#### Exercise goal:
Where an image appears, leave it out; otherwise repeat the data exactly.

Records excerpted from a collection
★ ★ ★ ★ ★ ★ ★
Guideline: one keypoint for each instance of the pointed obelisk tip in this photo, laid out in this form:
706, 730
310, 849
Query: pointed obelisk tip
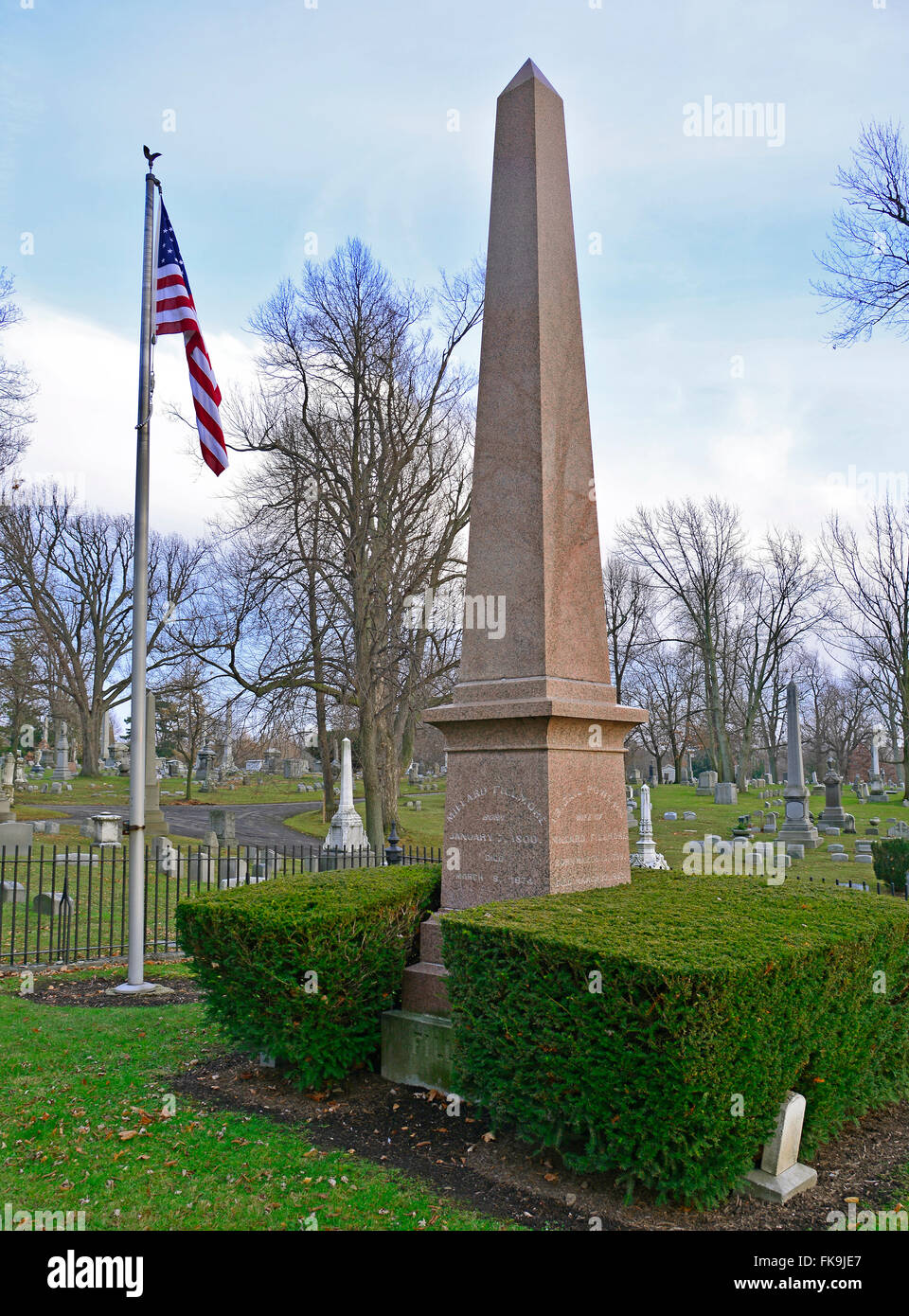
526, 74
★ ★ ★ ★ ★ ★ ★
#### Problem solution:
Guideline: one keypoint for each instance of the pointed obelisk tip in this photo, laid out in this form:
706, 730
310, 849
Query: pointed obelisk tip
526, 74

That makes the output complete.